** What you have to do **
Find each line in the records below that contains the word "glass" and copy it out in full.

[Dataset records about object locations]
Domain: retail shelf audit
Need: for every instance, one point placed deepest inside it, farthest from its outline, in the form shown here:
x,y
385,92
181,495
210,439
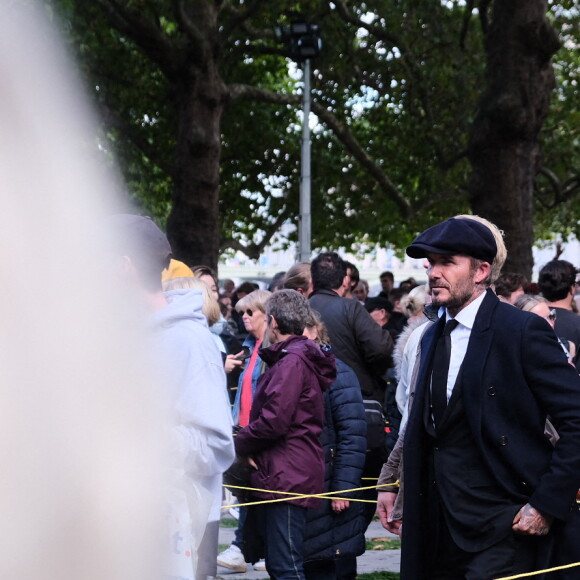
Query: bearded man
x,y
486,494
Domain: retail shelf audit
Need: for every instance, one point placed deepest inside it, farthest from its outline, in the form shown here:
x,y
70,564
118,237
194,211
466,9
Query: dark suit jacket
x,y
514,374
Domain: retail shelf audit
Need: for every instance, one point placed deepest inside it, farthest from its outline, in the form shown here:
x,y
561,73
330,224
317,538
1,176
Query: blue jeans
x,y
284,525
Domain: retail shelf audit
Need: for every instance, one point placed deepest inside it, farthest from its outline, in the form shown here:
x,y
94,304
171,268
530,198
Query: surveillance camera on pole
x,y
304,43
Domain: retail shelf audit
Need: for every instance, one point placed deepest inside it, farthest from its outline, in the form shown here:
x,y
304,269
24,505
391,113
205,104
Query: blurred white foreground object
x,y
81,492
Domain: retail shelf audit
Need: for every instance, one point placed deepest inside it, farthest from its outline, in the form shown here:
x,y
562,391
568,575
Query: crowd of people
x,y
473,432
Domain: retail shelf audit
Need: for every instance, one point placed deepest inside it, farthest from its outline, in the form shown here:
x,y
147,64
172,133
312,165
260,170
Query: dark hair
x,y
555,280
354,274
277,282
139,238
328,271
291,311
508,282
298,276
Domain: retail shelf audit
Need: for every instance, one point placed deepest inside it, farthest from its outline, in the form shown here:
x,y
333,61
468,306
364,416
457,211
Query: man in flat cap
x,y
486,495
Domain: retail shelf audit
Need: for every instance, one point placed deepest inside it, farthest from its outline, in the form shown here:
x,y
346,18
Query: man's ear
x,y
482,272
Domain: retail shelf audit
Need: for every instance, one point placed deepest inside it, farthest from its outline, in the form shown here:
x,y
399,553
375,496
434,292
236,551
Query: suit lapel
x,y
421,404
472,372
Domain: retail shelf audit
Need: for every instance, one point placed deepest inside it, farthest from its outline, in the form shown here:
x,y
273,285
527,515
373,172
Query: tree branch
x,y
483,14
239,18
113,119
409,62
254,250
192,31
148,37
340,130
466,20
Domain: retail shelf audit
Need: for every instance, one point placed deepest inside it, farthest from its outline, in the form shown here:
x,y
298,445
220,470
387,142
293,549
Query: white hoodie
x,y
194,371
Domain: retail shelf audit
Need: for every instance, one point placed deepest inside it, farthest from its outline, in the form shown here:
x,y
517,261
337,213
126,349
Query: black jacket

==

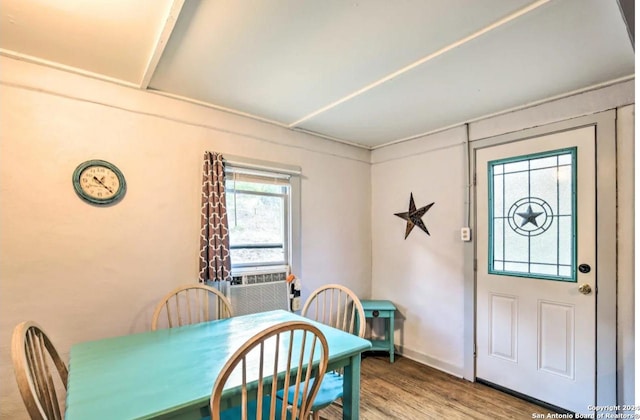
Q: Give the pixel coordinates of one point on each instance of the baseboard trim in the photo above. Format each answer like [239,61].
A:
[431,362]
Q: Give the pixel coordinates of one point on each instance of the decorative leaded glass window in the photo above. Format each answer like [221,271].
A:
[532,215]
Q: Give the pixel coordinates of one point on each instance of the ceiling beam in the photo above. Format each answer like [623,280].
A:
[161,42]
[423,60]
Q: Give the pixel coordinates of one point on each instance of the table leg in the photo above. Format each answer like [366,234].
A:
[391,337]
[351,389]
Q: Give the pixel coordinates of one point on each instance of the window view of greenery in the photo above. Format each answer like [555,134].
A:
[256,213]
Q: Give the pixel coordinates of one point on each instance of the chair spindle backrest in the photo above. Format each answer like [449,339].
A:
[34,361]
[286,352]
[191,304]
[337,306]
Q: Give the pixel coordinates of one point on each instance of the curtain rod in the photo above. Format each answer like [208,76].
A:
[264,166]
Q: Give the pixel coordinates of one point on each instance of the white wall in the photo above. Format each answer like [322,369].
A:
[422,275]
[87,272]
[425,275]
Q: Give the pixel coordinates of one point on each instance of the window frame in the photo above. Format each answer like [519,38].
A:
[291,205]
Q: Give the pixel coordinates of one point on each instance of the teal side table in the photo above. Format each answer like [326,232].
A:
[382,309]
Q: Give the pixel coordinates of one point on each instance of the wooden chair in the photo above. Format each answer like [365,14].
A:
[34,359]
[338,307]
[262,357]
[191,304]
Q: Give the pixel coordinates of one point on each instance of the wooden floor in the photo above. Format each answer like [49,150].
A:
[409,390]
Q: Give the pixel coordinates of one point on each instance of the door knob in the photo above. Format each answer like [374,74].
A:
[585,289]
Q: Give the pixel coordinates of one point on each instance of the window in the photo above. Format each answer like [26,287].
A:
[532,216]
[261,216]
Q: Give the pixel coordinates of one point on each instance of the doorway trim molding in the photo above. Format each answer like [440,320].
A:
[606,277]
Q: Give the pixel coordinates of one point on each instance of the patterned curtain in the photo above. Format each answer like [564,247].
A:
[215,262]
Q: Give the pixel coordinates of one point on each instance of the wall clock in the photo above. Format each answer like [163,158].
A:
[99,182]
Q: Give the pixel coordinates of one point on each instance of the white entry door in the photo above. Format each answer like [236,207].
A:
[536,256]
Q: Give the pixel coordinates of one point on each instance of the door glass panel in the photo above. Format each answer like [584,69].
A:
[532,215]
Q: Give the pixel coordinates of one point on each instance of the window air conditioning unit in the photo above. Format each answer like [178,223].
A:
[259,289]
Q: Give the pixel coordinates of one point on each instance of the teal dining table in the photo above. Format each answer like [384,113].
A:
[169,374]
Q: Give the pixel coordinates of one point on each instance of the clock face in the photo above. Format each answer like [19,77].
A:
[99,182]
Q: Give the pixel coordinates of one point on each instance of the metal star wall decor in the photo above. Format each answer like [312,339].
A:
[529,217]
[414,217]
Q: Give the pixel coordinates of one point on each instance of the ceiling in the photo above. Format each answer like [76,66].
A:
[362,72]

** Response below **
Q: Give the pixel coordinates of one point on each instance of the decorative leaded glass window in the photo above. Format each answer like [221,271].
Q: Give the pixel coordinates of one point on each instance of the door glass panel in the photo above. Format each answer like [584,69].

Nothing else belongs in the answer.